Cyberbullying continues to rise; what you can do about it
The reason for the high percentage of students reporting bullying may not be for the reason you expect.
LINCOLN, Neb. (KLKN) – As we spend more time logged in than ever before, it’s easy to point a finger at the pandemic as the reason for such high numbers of cyberbullying. That may not be entirely accurate, though, say the experts.
“I think it’s just been a steady increase over time. I mean, over 80% of adolescents and teenagers have a cellphone or some kind of electronic device,” says integrated behavioral specialist Michael Pella.
Go figure, it’s the usual suspects: social media platforms. “And with the increase of the availability of electronic devices, that tends to increase the chances of that type of cyberbullying increasing as well,” Pella says.
That does seem to be the case in Nebraska. A survey of high school students here shows almost 16% report having been cyberbullied at some point. That number may be a little low, however.
“Many other studies,” Pella says. “both in the United States and in other countries, are actually showing about half of all adolescents and teens are bullied at some point.”
So what do you do? First, and this is a bit of a tricky one, keep an eye on your kids’ social media activity. Talk to them; let them know you’re there to help. Watch for the outward signs, things like mood swings, behavioral changes, maybe even some isolation.
Pella says it’s important for the victims of bullying to realize that things can change, but they need to speak up. “Probably half of their friends have gone through it or are going through it, so they’re not alone,” he says. “This can and will stop if they’re just willing to reach out for a little help.”

**Extracted material:**
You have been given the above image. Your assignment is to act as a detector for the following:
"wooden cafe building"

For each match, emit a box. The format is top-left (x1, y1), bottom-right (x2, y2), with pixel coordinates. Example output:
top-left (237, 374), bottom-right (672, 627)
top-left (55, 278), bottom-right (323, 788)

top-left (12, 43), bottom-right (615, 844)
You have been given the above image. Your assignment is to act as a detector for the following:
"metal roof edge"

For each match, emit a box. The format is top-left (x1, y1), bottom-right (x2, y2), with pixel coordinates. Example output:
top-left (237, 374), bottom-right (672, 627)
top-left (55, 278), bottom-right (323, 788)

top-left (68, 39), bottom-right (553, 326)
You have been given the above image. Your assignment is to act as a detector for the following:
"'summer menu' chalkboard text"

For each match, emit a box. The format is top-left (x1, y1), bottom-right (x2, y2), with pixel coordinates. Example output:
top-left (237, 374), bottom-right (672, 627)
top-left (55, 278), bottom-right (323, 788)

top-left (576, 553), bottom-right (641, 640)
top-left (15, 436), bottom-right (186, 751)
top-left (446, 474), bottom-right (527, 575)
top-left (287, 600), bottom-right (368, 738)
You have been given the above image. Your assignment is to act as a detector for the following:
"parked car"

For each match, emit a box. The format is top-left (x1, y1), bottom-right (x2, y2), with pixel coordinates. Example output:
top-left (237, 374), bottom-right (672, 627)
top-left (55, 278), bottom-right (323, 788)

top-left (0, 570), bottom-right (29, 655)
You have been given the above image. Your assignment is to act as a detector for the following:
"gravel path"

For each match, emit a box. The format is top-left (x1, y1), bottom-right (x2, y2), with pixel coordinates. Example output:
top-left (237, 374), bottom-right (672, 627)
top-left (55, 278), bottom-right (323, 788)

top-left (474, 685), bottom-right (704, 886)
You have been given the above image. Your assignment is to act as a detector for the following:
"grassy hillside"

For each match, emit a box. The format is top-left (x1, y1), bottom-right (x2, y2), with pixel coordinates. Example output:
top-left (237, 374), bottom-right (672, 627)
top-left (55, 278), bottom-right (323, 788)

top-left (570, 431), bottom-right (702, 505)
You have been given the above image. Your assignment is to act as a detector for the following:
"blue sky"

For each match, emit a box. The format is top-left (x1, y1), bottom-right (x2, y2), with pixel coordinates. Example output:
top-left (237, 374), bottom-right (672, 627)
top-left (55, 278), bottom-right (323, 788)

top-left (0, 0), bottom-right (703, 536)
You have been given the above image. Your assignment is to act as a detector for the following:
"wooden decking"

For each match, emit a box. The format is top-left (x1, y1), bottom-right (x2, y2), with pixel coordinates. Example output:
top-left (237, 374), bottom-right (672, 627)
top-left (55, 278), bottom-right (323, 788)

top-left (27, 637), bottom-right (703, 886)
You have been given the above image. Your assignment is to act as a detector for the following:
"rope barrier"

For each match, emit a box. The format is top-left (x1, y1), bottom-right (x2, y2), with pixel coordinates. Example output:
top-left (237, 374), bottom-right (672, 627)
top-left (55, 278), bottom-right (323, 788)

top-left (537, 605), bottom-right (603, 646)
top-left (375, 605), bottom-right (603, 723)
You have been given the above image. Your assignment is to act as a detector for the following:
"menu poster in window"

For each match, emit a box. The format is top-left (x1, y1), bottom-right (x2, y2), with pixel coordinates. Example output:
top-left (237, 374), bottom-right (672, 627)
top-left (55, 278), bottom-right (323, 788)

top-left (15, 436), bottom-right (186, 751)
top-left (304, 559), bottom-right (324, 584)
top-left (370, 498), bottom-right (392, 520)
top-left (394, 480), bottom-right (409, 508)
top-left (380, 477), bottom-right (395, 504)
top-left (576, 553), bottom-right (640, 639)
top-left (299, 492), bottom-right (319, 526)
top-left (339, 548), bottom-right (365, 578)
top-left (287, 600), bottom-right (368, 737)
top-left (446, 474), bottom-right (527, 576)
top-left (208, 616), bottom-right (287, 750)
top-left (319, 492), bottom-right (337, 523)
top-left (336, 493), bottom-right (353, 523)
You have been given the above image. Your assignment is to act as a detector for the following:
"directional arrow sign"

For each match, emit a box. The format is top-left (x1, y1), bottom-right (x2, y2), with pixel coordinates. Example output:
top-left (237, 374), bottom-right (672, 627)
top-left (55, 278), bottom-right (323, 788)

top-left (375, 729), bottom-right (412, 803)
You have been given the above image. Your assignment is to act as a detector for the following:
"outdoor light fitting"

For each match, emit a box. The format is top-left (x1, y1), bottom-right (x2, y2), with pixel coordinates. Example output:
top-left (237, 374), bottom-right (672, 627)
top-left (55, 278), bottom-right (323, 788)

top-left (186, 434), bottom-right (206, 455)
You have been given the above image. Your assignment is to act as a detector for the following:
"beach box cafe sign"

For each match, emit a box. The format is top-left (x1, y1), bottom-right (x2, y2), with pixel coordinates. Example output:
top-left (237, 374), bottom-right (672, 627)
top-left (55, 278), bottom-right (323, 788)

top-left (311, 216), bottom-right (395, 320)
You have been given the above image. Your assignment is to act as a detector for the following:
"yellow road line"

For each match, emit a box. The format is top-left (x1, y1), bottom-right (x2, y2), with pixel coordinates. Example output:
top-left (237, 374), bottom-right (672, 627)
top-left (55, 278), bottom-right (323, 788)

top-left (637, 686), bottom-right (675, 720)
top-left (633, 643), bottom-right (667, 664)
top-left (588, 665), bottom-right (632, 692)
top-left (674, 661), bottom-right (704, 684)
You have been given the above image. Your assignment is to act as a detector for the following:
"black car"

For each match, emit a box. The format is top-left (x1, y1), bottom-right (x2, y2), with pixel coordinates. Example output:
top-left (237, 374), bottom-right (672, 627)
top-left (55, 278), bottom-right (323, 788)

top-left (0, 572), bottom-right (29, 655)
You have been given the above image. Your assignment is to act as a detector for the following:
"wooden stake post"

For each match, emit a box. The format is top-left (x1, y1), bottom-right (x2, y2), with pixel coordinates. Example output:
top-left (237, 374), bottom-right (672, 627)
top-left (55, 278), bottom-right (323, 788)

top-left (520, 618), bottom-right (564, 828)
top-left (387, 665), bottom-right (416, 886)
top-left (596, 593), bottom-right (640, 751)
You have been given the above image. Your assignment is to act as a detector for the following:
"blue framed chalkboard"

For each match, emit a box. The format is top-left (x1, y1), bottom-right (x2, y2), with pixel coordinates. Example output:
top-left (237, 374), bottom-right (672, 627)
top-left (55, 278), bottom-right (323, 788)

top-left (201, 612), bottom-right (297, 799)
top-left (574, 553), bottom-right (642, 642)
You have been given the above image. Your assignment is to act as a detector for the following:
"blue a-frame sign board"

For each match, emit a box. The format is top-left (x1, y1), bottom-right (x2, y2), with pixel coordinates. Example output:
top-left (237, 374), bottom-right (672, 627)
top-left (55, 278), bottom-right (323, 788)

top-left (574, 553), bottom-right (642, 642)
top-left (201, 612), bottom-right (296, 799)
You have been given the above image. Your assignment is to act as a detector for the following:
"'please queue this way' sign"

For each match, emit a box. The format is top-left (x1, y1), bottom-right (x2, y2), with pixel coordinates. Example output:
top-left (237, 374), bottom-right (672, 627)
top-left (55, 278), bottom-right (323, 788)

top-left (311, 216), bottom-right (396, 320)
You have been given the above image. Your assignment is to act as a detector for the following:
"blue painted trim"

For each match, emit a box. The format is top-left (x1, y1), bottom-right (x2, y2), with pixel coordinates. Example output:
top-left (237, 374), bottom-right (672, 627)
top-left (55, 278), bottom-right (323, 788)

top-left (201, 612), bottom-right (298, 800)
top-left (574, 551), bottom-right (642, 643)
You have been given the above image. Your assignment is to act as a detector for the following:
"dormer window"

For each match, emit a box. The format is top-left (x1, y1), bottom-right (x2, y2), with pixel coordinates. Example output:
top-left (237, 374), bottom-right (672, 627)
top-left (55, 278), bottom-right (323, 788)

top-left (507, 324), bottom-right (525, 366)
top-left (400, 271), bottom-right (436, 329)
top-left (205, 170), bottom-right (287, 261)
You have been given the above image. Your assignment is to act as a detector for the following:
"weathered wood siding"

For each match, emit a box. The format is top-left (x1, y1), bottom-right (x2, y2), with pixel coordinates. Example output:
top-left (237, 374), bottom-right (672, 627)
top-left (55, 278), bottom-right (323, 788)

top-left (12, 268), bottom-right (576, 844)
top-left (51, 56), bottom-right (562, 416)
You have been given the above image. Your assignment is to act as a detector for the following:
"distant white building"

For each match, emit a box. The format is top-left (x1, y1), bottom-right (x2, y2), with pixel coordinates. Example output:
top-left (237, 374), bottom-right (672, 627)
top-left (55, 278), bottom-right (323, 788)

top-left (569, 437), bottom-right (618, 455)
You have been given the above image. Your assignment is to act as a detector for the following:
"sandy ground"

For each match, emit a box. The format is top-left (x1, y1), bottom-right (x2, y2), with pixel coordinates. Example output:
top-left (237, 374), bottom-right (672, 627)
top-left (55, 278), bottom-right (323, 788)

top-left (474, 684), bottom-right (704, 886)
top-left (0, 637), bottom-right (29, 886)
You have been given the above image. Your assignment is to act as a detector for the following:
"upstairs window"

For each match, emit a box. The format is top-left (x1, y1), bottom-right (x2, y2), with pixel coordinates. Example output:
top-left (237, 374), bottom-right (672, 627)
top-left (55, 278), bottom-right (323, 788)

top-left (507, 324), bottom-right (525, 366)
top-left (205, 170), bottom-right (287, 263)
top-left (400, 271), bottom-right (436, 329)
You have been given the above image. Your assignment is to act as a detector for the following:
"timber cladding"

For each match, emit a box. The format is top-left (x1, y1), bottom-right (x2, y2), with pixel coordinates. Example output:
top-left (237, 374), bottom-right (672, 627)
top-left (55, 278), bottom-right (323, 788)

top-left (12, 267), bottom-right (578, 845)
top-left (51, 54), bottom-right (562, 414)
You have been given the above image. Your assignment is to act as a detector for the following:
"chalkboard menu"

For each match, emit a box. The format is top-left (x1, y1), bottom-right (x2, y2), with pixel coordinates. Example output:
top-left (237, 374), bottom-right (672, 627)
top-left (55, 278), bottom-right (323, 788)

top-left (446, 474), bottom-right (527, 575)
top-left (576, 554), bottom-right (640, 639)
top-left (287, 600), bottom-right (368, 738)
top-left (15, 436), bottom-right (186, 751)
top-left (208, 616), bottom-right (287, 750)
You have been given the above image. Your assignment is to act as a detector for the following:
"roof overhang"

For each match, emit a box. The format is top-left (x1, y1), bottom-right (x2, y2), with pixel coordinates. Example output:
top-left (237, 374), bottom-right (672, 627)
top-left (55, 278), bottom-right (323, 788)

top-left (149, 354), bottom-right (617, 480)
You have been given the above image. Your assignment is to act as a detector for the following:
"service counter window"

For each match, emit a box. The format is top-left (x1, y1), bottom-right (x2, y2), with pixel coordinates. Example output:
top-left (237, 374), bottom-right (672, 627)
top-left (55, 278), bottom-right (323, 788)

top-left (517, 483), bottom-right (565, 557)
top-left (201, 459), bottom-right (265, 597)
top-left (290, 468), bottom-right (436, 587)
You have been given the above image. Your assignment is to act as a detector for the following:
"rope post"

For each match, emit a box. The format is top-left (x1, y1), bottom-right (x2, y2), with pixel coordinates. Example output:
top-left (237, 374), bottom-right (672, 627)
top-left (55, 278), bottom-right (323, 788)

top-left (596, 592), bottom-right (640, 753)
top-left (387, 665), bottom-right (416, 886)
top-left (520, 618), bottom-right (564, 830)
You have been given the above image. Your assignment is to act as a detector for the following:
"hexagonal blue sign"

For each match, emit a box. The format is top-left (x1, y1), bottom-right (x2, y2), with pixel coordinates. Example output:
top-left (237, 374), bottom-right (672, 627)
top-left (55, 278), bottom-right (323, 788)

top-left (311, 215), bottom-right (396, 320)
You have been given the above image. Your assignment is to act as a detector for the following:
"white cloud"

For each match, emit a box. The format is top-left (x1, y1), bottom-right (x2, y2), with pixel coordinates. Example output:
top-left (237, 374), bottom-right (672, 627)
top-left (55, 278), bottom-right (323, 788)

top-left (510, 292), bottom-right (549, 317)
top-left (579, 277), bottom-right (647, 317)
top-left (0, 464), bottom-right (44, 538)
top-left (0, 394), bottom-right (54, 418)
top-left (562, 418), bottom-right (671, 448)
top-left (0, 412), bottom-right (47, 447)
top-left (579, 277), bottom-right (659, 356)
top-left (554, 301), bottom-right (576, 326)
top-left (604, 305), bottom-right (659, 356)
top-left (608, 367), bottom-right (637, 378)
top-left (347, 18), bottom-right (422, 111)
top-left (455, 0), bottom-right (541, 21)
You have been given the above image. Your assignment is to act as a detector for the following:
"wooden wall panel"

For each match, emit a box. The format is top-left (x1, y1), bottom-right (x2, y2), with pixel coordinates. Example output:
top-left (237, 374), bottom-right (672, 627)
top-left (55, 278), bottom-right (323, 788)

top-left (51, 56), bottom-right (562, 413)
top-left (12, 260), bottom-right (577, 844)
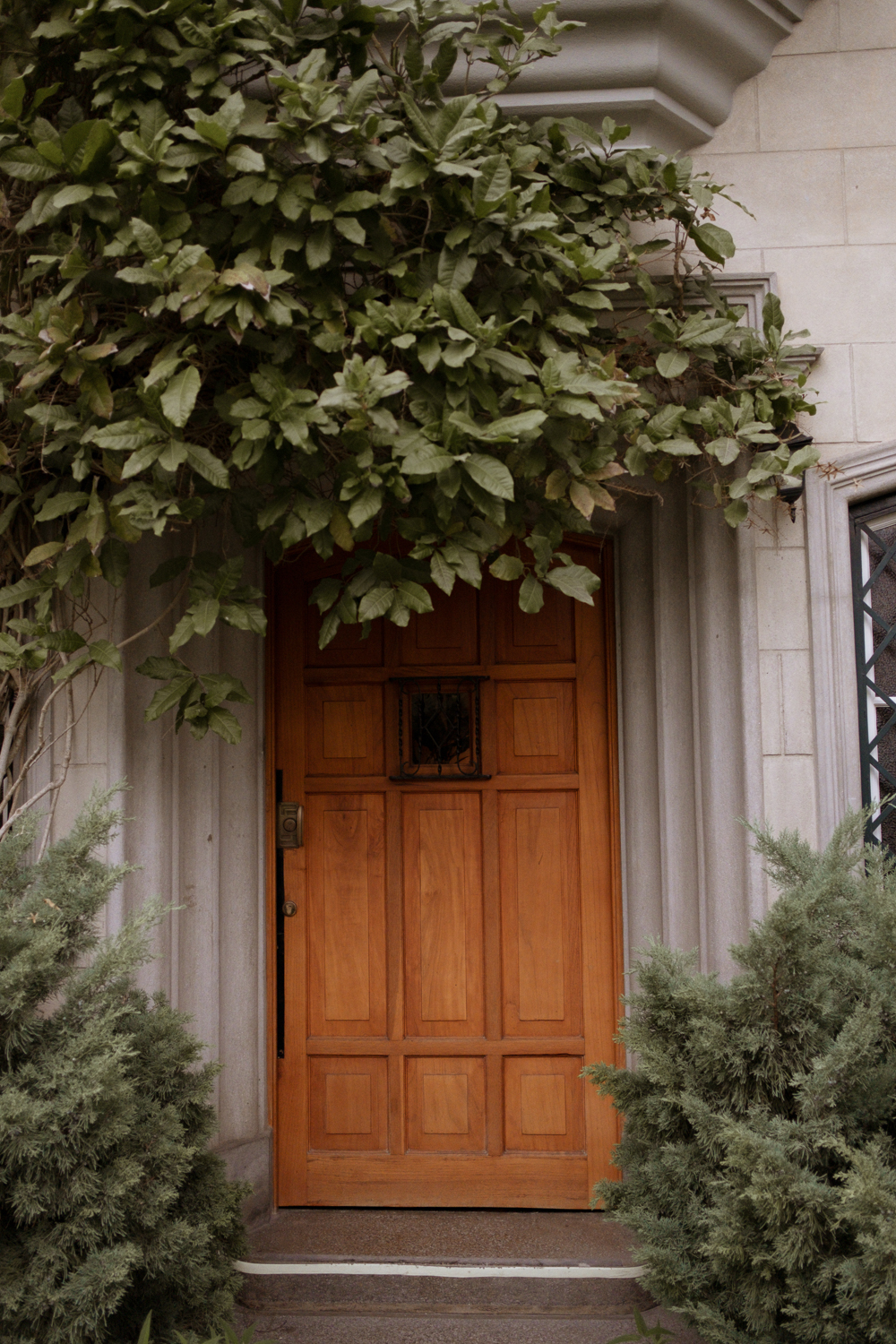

**Directions:**
(a) Answer these questions from the cyberbullying article.
(i) According to Michael Pella, what share of adolescents and teenagers have a cellphone or some kind of electronic device?
(ii) What percentage of the surveyed Nebraska high school students report having been cyberbullied at some point?
(iii) What job title does the article give Michael Pella?
(b) Repeat word for word the part of the cyberbullying article starting with "LINCOLN, Neb. (KLKN)" and going on through "say the experts.".

**Solutions to the problems:**
(a)
(i) Over 80%.
(ii) Almost 16%.
(iii) Integrated behavioral specialist.

(b)
LINCOLN, Neb. (KLKN) – As we spend more time logged in than ever before, it’s easy to point a finger at the pandemic as the reason for such high numbers of cyberbullying. That may not be entirely accurate, though, say the experts.